Dataset records
-----

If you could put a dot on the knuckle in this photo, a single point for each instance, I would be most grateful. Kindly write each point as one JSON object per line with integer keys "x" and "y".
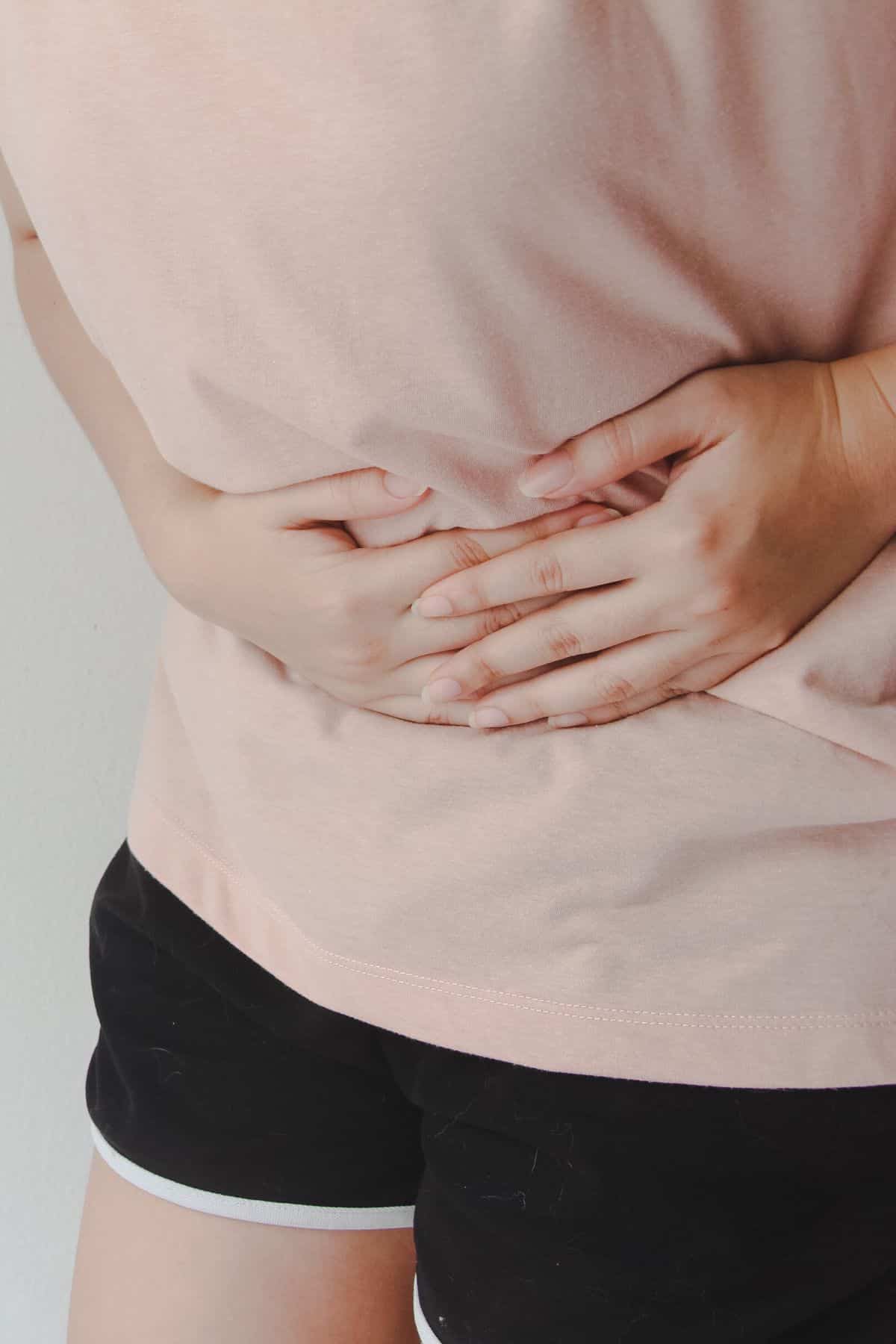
{"x": 481, "y": 671}
{"x": 610, "y": 687}
{"x": 719, "y": 597}
{"x": 561, "y": 643}
{"x": 464, "y": 550}
{"x": 497, "y": 617}
{"x": 617, "y": 443}
{"x": 699, "y": 537}
{"x": 668, "y": 690}
{"x": 547, "y": 573}
{"x": 440, "y": 714}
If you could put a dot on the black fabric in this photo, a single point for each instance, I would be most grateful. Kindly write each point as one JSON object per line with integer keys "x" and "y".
{"x": 550, "y": 1209}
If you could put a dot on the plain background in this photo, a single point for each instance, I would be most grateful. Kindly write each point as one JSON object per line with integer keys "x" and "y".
{"x": 81, "y": 617}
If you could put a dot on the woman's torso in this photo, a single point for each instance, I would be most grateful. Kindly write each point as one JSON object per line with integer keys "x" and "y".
{"x": 441, "y": 240}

-----

**Exercise instructions**
Echo the items word for word, beginning with the line that contains "If you could put a dot on the plain" and continuing through the last line of the items, with both ends included.

**Result of the exercise**
If you could put a dot on the plain background in this photo, a single point for each instance, I would be most grateful. Kindly write each point as one JSON object per line with integer keys "x" and "y".
{"x": 81, "y": 617}
If you could put a dot on the woman's torso in this photo, a single point for each instance, I would be most grateful. Kindly write each point as one JSON object per line with integer keys "x" and "y".
{"x": 441, "y": 240}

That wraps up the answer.